▸ What to work on
Report every line below that contains the word "asphalt", and copy each such line in full.
** Start Provided records **
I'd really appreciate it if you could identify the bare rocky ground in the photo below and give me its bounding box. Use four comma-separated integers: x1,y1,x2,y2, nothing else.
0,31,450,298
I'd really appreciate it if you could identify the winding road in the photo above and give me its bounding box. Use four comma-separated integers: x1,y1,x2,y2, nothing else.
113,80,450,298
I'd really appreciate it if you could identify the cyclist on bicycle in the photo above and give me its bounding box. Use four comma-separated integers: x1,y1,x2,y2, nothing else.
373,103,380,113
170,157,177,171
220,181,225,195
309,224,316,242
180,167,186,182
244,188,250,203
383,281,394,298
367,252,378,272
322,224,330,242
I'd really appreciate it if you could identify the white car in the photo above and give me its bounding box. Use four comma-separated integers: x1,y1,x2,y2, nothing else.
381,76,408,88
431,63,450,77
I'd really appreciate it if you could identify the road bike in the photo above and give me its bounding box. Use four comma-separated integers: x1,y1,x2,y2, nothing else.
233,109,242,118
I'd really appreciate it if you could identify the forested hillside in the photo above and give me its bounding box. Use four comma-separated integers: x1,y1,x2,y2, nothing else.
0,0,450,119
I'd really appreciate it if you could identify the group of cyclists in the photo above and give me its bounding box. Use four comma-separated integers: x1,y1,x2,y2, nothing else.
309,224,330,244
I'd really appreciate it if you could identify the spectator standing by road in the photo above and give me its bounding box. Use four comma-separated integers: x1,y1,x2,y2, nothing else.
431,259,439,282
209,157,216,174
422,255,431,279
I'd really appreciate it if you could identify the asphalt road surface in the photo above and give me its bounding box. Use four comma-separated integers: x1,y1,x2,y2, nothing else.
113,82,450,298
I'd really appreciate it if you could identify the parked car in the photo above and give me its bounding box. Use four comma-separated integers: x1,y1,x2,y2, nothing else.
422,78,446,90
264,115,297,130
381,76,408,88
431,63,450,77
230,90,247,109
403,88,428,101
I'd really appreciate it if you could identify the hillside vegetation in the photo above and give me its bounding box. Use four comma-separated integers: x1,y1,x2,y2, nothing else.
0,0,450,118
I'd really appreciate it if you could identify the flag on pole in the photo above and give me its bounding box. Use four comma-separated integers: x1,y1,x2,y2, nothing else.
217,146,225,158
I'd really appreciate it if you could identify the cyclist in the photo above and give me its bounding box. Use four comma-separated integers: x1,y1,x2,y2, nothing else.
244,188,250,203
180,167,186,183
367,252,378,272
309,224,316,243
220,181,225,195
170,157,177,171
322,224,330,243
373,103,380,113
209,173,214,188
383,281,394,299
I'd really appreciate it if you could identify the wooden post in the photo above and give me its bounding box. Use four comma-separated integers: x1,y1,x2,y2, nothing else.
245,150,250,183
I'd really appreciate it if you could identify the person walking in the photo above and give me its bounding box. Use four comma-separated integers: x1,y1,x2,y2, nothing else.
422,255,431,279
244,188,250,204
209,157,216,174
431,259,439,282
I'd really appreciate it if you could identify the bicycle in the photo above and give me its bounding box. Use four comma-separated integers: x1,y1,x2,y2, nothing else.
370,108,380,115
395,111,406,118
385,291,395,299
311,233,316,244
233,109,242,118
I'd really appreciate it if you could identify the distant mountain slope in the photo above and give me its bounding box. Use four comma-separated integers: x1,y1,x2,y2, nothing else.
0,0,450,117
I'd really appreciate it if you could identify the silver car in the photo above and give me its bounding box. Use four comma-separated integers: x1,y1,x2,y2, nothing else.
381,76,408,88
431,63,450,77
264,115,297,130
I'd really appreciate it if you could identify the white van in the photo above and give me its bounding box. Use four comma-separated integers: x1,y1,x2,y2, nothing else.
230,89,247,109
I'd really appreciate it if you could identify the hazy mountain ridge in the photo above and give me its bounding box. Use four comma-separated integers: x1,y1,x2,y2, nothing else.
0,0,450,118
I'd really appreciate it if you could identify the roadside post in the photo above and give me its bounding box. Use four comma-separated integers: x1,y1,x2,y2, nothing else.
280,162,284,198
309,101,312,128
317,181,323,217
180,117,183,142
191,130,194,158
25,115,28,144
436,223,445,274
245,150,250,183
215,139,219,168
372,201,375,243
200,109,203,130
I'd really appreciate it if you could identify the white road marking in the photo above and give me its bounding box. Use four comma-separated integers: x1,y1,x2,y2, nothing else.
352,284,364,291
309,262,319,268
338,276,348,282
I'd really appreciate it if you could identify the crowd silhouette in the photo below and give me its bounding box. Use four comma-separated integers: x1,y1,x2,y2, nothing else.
** End Provided records **
▸ Exercise result
I'd really appreciate it if you could identify the asphalt road surface in the photo above and give me its bounding box. Use four comma-separated integers: x1,y1,x2,y2, nothing else.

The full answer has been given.